» **WORK TO BE COMPLETED**
Edit the rows below, replacing "black baseball cap" with "dark baseball cap" wherever it occurs and leaving everything else unchanged.

>> Begin

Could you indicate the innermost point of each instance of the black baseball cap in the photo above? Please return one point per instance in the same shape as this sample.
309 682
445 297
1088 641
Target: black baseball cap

>> End

» **RESULT BELOW**
Could you indicate the innermost point of each instance of the dark baseball cap in the photo above? Please return one point per instance in the same shape as this sample.
309 682
445 297
1088 641
Target: dark baseball cap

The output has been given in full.